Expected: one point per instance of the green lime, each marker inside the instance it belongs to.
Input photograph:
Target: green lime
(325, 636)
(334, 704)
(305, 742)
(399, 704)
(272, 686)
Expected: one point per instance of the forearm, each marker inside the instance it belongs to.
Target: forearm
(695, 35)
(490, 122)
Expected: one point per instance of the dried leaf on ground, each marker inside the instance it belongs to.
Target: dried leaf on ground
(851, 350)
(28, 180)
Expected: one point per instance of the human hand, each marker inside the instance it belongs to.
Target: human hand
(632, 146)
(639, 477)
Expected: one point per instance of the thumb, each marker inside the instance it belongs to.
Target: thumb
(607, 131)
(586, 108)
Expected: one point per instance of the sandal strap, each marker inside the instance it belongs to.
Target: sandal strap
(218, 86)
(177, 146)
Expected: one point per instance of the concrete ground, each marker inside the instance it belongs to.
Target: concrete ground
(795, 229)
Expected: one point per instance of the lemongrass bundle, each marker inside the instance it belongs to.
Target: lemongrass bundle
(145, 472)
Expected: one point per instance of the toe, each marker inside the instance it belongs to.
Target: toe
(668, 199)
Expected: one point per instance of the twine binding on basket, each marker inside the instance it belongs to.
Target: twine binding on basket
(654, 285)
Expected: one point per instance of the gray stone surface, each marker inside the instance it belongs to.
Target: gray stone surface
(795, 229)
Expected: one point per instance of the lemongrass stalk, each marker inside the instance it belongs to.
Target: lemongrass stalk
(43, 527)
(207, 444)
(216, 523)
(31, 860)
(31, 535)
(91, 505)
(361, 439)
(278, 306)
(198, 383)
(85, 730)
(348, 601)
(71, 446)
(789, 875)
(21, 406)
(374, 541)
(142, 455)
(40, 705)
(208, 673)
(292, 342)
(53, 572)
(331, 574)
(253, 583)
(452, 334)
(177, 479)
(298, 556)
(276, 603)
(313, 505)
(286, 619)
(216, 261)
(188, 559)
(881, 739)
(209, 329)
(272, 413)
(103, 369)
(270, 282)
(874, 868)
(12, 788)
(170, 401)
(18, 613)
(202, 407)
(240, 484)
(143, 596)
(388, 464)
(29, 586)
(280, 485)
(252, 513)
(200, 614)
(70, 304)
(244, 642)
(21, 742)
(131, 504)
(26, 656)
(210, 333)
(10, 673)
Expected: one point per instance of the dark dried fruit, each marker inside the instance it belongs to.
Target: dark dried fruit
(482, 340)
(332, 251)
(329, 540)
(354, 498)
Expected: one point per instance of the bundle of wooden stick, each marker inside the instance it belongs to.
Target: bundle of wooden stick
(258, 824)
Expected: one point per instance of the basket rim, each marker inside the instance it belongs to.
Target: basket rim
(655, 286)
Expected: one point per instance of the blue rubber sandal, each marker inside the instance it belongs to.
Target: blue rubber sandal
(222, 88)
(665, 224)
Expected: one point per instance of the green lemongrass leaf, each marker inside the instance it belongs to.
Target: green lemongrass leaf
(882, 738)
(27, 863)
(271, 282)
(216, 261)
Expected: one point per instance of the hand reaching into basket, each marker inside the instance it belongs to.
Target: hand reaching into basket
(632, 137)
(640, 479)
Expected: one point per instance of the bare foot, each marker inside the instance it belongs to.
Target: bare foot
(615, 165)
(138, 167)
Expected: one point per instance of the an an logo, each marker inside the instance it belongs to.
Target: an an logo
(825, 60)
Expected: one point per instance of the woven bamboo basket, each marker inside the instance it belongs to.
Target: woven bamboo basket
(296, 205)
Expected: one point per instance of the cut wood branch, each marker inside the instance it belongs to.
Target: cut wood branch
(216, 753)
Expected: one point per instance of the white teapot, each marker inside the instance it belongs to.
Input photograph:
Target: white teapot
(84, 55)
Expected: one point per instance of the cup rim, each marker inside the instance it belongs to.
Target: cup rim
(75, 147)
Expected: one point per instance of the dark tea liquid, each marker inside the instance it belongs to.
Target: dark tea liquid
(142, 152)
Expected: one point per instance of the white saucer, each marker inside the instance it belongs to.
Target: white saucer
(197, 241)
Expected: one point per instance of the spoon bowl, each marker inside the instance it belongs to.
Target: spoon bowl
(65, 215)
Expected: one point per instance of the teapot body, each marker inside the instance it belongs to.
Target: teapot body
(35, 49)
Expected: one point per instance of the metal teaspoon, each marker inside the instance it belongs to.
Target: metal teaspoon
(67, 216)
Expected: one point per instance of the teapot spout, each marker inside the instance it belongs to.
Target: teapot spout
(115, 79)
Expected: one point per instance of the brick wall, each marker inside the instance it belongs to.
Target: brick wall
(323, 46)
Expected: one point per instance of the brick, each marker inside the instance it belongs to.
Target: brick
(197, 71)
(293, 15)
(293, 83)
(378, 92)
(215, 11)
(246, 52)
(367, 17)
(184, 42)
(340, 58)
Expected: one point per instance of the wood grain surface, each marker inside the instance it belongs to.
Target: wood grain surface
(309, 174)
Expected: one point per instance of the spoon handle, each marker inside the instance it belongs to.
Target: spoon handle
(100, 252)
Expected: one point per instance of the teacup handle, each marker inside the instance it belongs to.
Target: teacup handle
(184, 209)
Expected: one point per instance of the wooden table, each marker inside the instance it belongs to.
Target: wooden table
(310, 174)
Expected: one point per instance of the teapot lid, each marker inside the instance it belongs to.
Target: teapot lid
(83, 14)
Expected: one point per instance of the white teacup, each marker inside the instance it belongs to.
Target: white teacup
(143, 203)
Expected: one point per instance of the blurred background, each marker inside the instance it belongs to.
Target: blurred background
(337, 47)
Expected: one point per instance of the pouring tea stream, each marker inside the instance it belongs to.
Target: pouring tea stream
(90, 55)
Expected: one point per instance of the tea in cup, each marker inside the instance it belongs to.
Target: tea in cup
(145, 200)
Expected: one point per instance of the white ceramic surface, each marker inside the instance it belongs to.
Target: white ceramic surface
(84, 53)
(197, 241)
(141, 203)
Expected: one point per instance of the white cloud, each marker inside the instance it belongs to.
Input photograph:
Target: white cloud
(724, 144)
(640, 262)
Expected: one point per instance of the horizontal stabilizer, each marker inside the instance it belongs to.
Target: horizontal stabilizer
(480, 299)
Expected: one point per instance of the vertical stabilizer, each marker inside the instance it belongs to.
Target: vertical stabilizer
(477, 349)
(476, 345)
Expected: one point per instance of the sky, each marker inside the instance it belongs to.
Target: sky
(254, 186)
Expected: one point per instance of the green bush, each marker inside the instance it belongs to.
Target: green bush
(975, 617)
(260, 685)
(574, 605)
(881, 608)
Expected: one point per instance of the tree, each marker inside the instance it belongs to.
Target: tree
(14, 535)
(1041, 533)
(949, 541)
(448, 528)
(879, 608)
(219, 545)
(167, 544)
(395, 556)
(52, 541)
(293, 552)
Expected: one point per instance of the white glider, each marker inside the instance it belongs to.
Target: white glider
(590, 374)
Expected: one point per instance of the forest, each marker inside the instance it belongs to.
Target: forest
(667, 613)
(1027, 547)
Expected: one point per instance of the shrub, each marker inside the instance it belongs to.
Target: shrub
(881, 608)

========================================

(Exercise aim)
Given the listing above, print all of it word for word.

(Task output)
Expected: one point per instance of the green lime, each marker inside the instance it belongs to.
Input photograph:
Target: green lime
(325, 636)
(334, 704)
(305, 742)
(399, 704)
(272, 686)
Expected: one point per instance of the forearm, each marker inside the instance it belongs to.
Target: forearm
(695, 35)
(490, 122)
Expected: one point per instance of the dried leaf on ground, each marker inside the instance it belongs to.
Target: dried leaf on ground
(851, 350)
(28, 180)
Expected: one point per instance of the human hand, each marker inside the instance it belongs to.
Target: human hand
(632, 146)
(639, 477)
Expected: one point per instance of the thumb, each marker inside the instance it belongs to.
Target: thumb
(607, 131)
(586, 108)
Expected: one point per instance of the sandal strap, each marker inside the instance it belongs to.
Target: sandal strap
(218, 86)
(177, 146)
Expected: one point per instance of the concrete ground, each marker inside the instance it belongs to.
Target: concrete ground
(795, 229)
Expected: one point per instance of the lemongrass bundle, each marker inside the instance it belongs to.
Target: lemongrass bundle
(145, 472)
Expected: one point per instance of the toe, each marker inside the instance it belongs to.
Target: toe
(668, 199)
Expected: one point per instance of the twine binding on basket, each marker inside the instance it belongs to.
Target: twine binding on basket
(654, 285)
Expected: one point per instance of the gray stone surface, each marker inside the instance it belongs to.
Target: gray stone surface
(795, 229)
Expected: one point per instance of the lemongrass stalk, each marker inside the instance it belongs to.
Target: lemongrass stalk
(43, 527)
(207, 444)
(216, 523)
(31, 860)
(31, 535)
(91, 505)
(361, 439)
(278, 306)
(198, 383)
(85, 730)
(348, 601)
(71, 446)
(789, 875)
(21, 406)
(374, 541)
(142, 455)
(40, 705)
(208, 673)
(292, 342)
(53, 572)
(331, 574)
(253, 583)
(452, 334)
(177, 479)
(298, 556)
(276, 603)
(313, 505)
(286, 619)
(216, 261)
(188, 559)
(881, 739)
(209, 329)
(272, 413)
(103, 369)
(270, 282)
(874, 868)
(12, 788)
(170, 401)
(18, 613)
(202, 407)
(240, 484)
(143, 596)
(388, 464)
(29, 586)
(280, 485)
(252, 513)
(200, 614)
(70, 304)
(244, 642)
(21, 742)
(131, 504)
(26, 656)
(210, 333)
(10, 673)
Expected: one point per instance of the dark dried fruit, each marker inside the instance it belongs to.
Target: dark dried fruit
(482, 340)
(332, 251)
(329, 540)
(354, 498)
Expected: one point per instance of the bundle of wooden stick, each marker inside the instance it belongs to.
Target: bundle of wooden stick
(258, 824)
Expected: one point per instance of the basket rim, each marker inside the instance it belongs to.
Target: basket rim
(655, 286)
Expected: one point per instance of the blue rubber sandal, each marker inside the instance it belongs to.
Target: blue rubber sandal
(222, 88)
(665, 224)
Expected: one point per instance of the green lemongrass leaf, each marker inside the instance it belongs to.
Target: green lemongrass leaf
(882, 738)
(27, 863)
(271, 282)
(216, 261)
Expected: one point per instance of the hand reaching into basket, each marker inside the instance it belongs to.
Target: hand reaching into basket
(632, 137)
(640, 479)
Expected: one point per instance of the bare foot, each marker inside the instance it belongs to.
Target: bare foot
(615, 165)
(138, 167)
Expected: one point per instance of the an an logo, each marker inside the instance it belongs to.
Target: an an logo
(825, 60)
Expected: one point per instance of the woven bamboo basket, each marker inside the instance it belongs to.
Target: woven bamboo basket
(296, 205)
Expected: one point per instance of the cut wood branch, each marker inside the instance it belongs to.
Target: cut wood branch
(216, 753)
Expected: one point per instance of the white teapot, each marker inside the instance it belongs to.
Input photograph:
Target: white teapot
(84, 55)
Expected: one point per instance of the cup rim, each marker inside the instance it belongs to.
Target: cup rim
(75, 147)
Expected: one point per instance of the dark tea liquid, each marker inside the instance it belongs to.
Target: dark tea liquid
(142, 152)
Expected: one point per instance of the white saucer, each marker inside the instance it belongs to.
Target: white saucer
(197, 241)
Expected: one point per instance of the spoon bowl, each marker inside the instance it belongs to.
Target: spoon bowl
(65, 215)
Expected: one point per instance of the teapot body, each marker inside the instance it belongs to.
Target: teapot body
(35, 49)
Expected: one point per instance of the metal teaspoon, each marker inside the instance it belongs to.
Target: metal teaspoon
(67, 216)
Expected: one point per instance of the teapot spout, each marker inside the instance it belongs to.
Target: teapot spout
(115, 79)
Expected: one point per instance of the brick wall, each marker inside the instance it belongs to.
Target: brick wall
(323, 46)
Expected: one point per instance of the brick, each marker inside the instance it belongs to.
Target: brick
(197, 71)
(293, 15)
(293, 83)
(378, 92)
(215, 11)
(246, 52)
(367, 17)
(184, 42)
(340, 58)
Expected: one point per instance of the wood grain surface, each marker inside the instance it belongs to.
Target: wood grain surface
(309, 174)
Expected: one point per instance of the spoon handle, each marker inside the instance it belongs to.
Target: spoon handle
(100, 252)
Expected: one point per instance of the teacup handle, each marker inside the instance it belongs to.
Target: teacup handle
(184, 209)
Expected: one point per instance of the wooden table, each marker inside the instance it belongs to.
Target: wooden table
(310, 174)
Expected: one point per instance of the teapot lid, each marker inside the instance it belongs to.
Target: teapot lid
(83, 14)
Expected: one point per instance of the white teacup, each marker inside the instance it belongs to.
Target: white teacup
(143, 203)
Expected: one point per instance of the blurred background, each marker inside the instance it belongs to.
Target: blurred background
(337, 47)
Expected: one point per instance of the pouring tea stream, each marker inside the instance it belongs to.
Target: pouring tea stream
(90, 55)
Expected: one point per instance of the tea in cup, each marker inside the instance it belongs to.
Target: tea in cup
(145, 200)
Expected: one point per instance of the white ceramic surface, each marker inside the instance it belongs to.
Target: white ceramic surface
(84, 53)
(197, 241)
(141, 203)
Expected: one point per instance of the white cloud, each marker inside the instance it belongs to.
Input photograph:
Target: white cloud
(724, 144)
(640, 262)
Expected: one point per instance of the horizontal stabilizer, each marker inside the instance it belongs to.
Target: horizontal stabilizer
(480, 299)
Expected: one point per instance of the vertical stabilizer, each marker inside the instance it belongs to.
Target: vertical stabilizer
(477, 349)
(476, 345)
Expected: one point per instance of the sky, each marker inside the instance it belongs to.
Target: sky
(254, 186)
Expected: one point per instance of the green bush, each marker inside the instance it belongs to.
Target: green bush
(975, 617)
(260, 685)
(574, 605)
(881, 608)
Expected: one point per instance of the tree, each marker inside the instance it belongs to.
Target: tree
(14, 535)
(1041, 533)
(949, 541)
(448, 528)
(879, 608)
(219, 545)
(167, 544)
(395, 556)
(52, 541)
(293, 552)
Expected: one point per instance of the white glider, each marker inside the instance it belongs to.
Target: white glider
(590, 374)
Expected: one point per instance of the forest, each marker inside the instance it belongs to.
Target: forest
(667, 613)
(1027, 547)
Expected: one point per instance of the shrub, each marker inside the instance it belongs to.
Target: shrub
(881, 608)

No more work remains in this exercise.